━━ Estratto fornito ━━
Grazie a Franca e Silvia che ci hanno inviato alla fine del 2020 questo scritto a tratti emozionante sulla vita, vista dall’interno, della famiglia di un funzionario e dirigente di quel partito che fu il PCI. Ed anche nel rapporto tra padri e figli, tema che per altro verso abbiamo ritrovato nel lavoro di Alessandro Scippa La Giunta di cui abbiamo di recente discusso.

***

STORIELLE DI FAMIGLIA

di Franca e Silvia Chiaromonte

Oggi 28 novembre papà avrebbe compiuto 96 anni. All’anagrafe il giorno della nascita è segnato come 29, ma la nonna Carmela gli auguri glieli faceva il 28 e lei lo sapeva quando lo aveva partorito.

Anche lui non era ancora nato quando è nato il Partito Comunista Italiano, che, per chiunque vi sia stato iscritto, anche solo per un anno, era il Partito, il Partito e basta, non c’era mica bisogno di specificare.

E noi della famiglia quelle tessere le abbiamo avute. Noi figlie, in particolare, abbiamo succhiato latte e politica, anche se nostro padre (come tutti quelli della sua generazione) era un uomo taciturno e di vecchia scuola comunista e, quindi, di politica tendeva a non parlare in famiglia, temendo di rivelare segreti della linea da solo successivamente divulgare!

Con Franca e Silvia



Quando InfinitiMondi ci ha chiesto di raccontare una storia di famiglia in occasione dei 100 anni dalla nascita del Partito, abbiamo pensato fosse perché le storie della nostra (come di tante altre) famiglia costituiscono un “pezzetto” della storia del Partito.

Giovanni Cerchia ha scritto una bella biografia politica di Gerardo Chiaromonte, qui ci limiteremo a quei pezzetti che speriamo riescano a descrivere il tessuto connettivo del Partito e la sua quotidianità.

Siamo nate a Napoli, ma, nei primi anni della nostra vita non abbiamo ricordi di partito napoletano, a questo ci arriviamo più tardi.

Partiamo invece dal 1965, anno di trasferimento di tutta la famiglia a Roma. Bice Foà, la nostra mamma, donna, ebrea e comunista è quella che ha maggiormente sofferto questo trasferimento, trovandosi a 35 anni a dover lasciare amici parenti e Napoli, città amata ogni oltre dire, con due bambine da crescere.

Papà tornava spessissimo a Napoli e la sua vita politica era in ascesa e estremamente assorbente, mentre noi “scendevamo” tutte le feste comandate, in cinquecento. Viaggi lunghissimi dove abbiamo imparato l’intero repertorio di canzoni napoletane e, visto che avanzava ancora tempo, anche qualche aria di opera famosa (libiamo, là ci darem la mano, ecc.). Sapevamo tutta tammurriata nera 10 anni prima che venisse ripresa dalla Nuova Compagnia di Canto Popolare.

D’altra parte, in treno, ci si mettevano 3 ore abbondanti.

In Cina con Giancarlo Pajetta incontro con Mao Tse Tung


A Roma, naturalmente, la prima cosa che fa nostra madre è quella di iscriversi alla sezione territoriale della nostra nuova casa.
━━━
Richiesta A: Aggiorna il passo dell'estratto che comincia con "STORIELLE DI FAMIGLIA" e termina con "lo aveva partorito.", sostituendo "papà" con "nostro padre".
Richiesta B: Raccogli tutte le righe dei record che contengono la stringa "green", distinguendo tra maiuscole e minuscole.
L'estratto e i record sono indipendenti l'uno dall'altro.
━━ Dati mostrati ━━
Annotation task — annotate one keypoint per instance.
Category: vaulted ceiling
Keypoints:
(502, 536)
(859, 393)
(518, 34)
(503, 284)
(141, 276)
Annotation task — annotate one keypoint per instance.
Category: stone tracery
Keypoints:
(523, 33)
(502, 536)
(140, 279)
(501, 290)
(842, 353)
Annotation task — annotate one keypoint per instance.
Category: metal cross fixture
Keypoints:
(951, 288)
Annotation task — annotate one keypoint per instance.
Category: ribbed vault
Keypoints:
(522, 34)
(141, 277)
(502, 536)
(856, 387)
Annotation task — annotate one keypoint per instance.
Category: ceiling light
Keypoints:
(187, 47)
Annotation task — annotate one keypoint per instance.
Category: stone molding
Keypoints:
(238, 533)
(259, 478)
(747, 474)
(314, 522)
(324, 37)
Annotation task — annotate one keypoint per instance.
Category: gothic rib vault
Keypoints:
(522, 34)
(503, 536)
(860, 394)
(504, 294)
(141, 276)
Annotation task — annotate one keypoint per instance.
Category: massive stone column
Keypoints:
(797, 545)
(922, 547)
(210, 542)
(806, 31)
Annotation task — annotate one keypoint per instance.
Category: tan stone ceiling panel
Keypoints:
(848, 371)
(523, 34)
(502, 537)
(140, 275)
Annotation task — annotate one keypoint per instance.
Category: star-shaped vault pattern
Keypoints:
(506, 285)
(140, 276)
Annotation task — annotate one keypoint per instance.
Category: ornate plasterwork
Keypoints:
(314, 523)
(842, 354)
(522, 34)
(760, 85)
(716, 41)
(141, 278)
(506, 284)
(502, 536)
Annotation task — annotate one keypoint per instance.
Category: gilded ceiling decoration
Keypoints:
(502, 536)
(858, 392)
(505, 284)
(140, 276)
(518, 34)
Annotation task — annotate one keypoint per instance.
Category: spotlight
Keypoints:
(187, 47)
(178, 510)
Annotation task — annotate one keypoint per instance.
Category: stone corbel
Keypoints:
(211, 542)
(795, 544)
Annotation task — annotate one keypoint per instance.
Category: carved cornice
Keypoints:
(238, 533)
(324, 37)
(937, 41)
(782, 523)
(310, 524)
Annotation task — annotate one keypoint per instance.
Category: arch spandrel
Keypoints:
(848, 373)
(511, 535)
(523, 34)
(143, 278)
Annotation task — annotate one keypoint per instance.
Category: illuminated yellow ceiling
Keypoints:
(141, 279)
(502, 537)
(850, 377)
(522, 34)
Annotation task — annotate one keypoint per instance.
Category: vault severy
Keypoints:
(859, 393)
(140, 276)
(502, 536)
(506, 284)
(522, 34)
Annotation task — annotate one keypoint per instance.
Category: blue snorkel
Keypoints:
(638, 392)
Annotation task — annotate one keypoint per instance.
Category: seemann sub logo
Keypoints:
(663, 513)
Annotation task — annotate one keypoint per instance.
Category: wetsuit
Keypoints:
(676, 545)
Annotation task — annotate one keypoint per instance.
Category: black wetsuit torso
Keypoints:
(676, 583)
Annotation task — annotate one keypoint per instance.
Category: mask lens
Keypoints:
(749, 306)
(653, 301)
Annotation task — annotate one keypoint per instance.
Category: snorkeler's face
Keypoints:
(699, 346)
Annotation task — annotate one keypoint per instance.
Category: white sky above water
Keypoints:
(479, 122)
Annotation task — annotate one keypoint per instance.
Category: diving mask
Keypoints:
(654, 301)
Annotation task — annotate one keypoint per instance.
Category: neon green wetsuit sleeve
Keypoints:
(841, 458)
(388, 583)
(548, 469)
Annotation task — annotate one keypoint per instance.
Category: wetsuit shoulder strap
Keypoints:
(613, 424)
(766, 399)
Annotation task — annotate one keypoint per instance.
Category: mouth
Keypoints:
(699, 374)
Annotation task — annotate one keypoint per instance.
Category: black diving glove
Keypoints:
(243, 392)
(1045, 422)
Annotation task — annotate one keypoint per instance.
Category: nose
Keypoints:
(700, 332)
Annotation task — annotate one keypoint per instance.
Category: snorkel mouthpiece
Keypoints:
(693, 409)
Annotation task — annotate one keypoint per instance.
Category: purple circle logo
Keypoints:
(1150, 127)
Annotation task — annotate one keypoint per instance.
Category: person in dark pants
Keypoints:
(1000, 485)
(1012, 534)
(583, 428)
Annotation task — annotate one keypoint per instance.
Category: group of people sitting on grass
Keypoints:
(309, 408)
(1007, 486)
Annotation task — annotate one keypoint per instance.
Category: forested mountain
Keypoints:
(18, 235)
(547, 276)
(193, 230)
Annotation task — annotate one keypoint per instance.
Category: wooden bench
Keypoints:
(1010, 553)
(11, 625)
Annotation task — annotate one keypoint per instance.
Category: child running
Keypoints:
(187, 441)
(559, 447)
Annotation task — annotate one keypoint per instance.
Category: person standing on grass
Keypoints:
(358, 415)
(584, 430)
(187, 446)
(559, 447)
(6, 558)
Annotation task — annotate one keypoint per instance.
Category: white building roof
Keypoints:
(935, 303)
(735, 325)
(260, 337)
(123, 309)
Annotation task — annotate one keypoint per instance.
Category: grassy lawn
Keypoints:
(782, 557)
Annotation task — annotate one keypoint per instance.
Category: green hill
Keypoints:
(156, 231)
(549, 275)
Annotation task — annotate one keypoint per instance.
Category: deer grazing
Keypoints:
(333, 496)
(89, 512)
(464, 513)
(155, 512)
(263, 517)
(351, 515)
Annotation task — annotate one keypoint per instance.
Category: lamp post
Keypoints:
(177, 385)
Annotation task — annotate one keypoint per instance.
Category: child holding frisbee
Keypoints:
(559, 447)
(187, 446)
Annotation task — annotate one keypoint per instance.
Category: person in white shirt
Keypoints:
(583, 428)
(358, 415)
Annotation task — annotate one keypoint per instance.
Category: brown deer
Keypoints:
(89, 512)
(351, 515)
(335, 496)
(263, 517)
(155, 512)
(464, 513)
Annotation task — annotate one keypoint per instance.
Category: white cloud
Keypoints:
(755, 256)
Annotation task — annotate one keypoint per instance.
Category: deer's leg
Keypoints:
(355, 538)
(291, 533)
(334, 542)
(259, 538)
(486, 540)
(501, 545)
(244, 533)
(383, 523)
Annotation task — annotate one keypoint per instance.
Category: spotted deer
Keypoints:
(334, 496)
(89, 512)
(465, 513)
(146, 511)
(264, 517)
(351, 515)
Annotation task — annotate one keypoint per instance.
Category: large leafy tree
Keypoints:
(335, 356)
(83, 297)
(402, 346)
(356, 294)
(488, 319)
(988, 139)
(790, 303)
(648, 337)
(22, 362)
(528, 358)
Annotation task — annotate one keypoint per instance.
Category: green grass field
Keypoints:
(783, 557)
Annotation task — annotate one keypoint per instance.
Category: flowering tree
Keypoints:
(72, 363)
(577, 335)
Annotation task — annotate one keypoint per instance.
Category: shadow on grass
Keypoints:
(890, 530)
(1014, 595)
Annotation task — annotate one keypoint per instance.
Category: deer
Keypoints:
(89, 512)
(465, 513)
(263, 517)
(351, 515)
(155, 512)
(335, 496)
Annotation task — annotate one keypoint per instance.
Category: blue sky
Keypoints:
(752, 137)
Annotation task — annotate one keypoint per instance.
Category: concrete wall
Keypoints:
━━━
Risposta scritta A:
STORIELLE DI FAMIGLIA

di Franca e Silvia Chiaromonte

Oggi 28 novembre nostro padre avrebbe compiuto 96 anni. All’anagrafe il giorno della nascita è segnato come 29, ma la nonna Carmela gli auguri glieli faceva il 28 e lei lo sapeva quando lo aveva partorito.

Risposta scritta B:
Category: neon green wetsuit sleeve
Category: green hill
Category: green grass field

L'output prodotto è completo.